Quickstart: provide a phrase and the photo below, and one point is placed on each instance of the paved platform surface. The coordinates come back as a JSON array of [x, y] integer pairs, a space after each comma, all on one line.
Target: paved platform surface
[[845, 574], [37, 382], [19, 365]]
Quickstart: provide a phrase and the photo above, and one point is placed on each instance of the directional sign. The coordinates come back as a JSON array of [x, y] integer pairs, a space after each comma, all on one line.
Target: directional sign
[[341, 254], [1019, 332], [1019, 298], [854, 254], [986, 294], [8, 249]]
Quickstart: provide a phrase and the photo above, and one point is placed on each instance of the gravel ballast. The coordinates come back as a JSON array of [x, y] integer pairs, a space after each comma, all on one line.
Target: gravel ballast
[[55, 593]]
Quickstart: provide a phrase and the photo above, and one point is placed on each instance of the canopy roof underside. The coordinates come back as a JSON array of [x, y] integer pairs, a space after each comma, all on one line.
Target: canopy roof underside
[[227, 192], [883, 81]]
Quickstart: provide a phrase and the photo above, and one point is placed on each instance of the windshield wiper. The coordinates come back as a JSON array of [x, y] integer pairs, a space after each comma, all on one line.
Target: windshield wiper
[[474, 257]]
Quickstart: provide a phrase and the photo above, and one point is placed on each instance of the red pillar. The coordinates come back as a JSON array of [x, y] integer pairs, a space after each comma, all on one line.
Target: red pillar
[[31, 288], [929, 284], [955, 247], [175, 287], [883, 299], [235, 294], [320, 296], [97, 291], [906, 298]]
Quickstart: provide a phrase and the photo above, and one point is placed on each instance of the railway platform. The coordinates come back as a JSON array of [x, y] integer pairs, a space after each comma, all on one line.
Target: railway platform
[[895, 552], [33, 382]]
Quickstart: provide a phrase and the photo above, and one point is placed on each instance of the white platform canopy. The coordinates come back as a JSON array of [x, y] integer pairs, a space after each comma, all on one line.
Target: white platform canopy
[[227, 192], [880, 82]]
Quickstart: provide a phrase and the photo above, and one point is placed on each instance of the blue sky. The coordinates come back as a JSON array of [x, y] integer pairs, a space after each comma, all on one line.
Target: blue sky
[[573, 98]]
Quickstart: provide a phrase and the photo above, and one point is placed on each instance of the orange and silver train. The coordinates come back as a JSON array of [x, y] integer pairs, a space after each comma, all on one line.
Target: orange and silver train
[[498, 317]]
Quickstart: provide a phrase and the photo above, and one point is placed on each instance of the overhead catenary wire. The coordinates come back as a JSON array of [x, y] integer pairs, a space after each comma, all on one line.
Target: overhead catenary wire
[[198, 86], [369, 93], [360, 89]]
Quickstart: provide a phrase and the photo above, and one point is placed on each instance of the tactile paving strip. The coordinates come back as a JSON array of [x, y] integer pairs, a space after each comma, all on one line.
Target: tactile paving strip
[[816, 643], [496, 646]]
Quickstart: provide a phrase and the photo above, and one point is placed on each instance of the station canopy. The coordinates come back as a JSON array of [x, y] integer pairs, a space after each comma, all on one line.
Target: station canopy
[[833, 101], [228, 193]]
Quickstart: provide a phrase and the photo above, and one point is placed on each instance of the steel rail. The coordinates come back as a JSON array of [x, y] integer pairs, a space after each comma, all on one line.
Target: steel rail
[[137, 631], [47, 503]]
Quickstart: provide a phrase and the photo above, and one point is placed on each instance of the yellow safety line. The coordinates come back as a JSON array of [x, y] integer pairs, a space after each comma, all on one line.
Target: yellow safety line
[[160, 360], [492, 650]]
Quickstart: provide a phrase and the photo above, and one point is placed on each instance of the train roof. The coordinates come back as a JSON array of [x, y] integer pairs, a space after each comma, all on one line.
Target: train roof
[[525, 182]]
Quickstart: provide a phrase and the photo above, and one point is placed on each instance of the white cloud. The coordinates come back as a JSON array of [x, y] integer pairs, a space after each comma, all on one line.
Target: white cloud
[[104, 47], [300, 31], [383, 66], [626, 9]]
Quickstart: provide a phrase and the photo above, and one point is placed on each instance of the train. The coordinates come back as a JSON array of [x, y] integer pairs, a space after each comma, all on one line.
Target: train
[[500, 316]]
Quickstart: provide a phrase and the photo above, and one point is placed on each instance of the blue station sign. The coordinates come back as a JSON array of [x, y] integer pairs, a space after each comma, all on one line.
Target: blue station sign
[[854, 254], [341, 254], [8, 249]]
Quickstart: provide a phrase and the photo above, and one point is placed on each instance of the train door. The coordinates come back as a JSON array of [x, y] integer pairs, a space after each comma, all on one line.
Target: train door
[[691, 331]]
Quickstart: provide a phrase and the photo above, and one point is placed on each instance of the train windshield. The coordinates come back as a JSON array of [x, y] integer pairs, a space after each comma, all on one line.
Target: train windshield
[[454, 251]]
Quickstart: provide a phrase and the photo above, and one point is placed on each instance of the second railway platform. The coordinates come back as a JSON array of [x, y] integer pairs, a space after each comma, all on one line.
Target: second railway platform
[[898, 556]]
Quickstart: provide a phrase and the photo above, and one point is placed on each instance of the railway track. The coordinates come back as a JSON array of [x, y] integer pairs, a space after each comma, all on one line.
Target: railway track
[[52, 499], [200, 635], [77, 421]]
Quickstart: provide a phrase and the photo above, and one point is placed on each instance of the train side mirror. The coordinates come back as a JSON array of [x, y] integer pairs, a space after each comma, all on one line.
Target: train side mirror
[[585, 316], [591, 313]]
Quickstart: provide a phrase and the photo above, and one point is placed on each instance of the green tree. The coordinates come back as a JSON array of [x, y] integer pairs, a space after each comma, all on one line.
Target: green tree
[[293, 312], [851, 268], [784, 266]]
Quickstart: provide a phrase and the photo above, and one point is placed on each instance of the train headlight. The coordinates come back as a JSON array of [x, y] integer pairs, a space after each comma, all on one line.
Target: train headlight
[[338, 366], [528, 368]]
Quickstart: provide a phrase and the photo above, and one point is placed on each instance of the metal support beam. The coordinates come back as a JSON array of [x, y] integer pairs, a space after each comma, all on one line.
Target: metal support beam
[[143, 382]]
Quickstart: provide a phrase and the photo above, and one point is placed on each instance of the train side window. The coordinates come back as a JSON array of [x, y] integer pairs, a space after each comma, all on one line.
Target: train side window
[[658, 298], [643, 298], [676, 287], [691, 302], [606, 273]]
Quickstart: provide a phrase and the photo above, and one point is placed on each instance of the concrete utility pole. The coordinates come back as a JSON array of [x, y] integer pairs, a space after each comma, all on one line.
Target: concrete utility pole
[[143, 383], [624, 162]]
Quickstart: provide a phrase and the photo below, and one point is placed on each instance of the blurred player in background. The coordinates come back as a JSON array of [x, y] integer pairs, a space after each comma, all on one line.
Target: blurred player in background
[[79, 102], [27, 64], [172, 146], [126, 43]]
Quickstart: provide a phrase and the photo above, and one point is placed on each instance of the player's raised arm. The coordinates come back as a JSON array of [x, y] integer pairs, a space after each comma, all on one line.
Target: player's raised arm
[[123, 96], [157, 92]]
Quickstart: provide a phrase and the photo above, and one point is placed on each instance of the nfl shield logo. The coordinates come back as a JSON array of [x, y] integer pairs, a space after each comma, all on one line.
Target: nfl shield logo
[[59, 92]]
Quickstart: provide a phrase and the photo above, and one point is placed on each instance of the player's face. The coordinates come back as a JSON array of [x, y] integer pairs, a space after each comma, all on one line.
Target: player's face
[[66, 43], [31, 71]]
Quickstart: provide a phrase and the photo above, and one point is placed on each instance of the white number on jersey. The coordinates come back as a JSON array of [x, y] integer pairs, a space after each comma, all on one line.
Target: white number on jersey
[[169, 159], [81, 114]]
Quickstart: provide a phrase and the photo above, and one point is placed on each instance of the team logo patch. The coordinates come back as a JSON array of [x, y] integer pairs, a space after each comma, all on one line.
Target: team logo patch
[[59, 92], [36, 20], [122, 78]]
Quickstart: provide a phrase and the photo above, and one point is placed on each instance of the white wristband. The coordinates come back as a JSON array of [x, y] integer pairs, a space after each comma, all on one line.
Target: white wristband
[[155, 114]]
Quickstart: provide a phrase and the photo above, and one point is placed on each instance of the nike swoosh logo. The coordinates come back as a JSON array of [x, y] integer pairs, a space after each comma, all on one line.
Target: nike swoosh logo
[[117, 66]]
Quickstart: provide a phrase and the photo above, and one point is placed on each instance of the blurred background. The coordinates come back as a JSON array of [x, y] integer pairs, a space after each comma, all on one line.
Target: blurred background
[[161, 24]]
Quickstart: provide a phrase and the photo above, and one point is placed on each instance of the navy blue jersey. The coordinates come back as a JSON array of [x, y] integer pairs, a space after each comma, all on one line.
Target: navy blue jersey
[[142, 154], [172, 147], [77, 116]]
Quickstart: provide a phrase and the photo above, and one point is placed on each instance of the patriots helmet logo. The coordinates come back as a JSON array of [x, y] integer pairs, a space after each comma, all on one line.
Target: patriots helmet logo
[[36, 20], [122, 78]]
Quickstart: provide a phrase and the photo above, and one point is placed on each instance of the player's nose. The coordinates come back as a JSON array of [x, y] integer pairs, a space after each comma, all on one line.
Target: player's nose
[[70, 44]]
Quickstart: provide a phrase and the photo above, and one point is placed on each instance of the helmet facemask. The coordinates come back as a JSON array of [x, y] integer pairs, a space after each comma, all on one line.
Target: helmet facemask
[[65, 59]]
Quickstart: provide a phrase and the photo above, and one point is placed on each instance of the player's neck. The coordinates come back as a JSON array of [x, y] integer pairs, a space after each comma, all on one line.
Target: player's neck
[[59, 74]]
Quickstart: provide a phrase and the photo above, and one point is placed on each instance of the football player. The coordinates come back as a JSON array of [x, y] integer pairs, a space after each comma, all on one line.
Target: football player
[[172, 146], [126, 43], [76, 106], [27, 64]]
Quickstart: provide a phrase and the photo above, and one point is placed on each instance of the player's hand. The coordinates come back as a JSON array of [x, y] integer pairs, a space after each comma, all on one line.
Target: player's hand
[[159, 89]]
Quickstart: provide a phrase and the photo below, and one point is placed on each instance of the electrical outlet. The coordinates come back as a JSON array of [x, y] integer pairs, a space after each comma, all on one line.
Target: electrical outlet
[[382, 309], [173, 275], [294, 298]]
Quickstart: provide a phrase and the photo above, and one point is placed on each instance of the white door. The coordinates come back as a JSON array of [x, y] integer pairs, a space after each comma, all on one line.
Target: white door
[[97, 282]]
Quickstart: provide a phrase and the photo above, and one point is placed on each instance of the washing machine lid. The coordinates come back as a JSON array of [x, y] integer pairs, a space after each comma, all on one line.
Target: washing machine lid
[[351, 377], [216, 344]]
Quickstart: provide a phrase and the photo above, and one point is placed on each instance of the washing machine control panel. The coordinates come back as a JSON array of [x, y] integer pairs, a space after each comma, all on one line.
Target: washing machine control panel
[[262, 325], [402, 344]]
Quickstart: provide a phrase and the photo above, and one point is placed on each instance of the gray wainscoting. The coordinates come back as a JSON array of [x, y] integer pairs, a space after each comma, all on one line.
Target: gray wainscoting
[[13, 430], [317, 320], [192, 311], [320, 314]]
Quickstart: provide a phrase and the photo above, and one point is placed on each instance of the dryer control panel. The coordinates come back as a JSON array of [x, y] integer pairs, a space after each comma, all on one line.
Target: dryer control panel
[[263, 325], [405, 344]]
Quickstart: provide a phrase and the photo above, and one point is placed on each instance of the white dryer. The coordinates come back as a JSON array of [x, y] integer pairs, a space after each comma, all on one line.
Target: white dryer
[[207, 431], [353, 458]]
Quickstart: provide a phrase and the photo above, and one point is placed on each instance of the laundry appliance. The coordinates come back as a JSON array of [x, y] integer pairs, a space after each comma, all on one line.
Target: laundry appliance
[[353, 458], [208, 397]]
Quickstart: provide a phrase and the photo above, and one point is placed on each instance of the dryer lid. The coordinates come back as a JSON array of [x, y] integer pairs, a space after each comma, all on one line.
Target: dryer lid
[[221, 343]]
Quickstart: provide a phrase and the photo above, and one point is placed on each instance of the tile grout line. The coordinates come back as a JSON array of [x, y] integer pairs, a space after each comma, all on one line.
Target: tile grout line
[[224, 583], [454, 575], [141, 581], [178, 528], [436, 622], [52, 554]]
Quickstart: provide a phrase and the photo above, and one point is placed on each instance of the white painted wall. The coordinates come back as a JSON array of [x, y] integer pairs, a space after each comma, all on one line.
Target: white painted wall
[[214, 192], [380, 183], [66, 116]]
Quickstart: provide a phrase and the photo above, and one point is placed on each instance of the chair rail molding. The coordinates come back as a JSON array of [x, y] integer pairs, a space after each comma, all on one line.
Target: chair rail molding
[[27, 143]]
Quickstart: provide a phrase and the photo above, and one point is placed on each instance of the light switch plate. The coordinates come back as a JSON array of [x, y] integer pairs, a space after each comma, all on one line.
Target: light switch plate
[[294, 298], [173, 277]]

▶ [Exercise details] Repeat the lines of the material verbatim, from the line with "the white number" up to and including the line with "[[155, 114]]".

▶ [Reply to the task]
Quickstart: provide a phrase and the photo above, and one point is placed on each instance of the white number on jersey. The coordinates come back as a JSON array of [x, y] integer pairs, a space after each comma, all on one line.
Target: white number on jersey
[[169, 159], [81, 114]]
Quickstart: provide a phrase and the photo above, and one point is placed on each instance of the team logo patch. The coordinates come back as a JSON array of [x, y] integer pairs, a space after each comma, all on one line.
Target: team logo patch
[[59, 92], [36, 20], [122, 78]]
Quickstart: provide a phrase and the photo above, and one point is placed on each instance of the white wristband. The coordinates come back as a JSON array of [x, y] integer pairs, a space after each comma, all on one line.
Target: white wristband
[[155, 114]]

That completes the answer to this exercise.